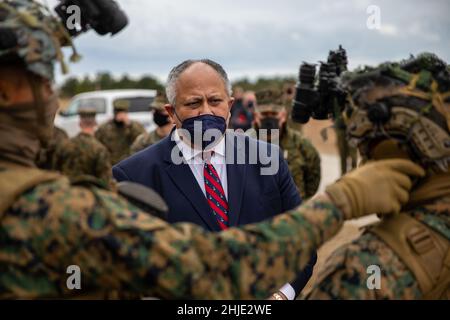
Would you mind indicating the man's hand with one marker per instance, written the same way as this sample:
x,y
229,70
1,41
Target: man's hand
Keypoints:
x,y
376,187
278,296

## EXERCISE
All the records above must be retyped exactly, except for their pictures.

## RESPONSE
Would you mind indicating the man's hand with one marker per instance, written the same way as this sample:
x,y
229,70
1,41
Target: man's hand
Keypoints:
x,y
376,187
278,296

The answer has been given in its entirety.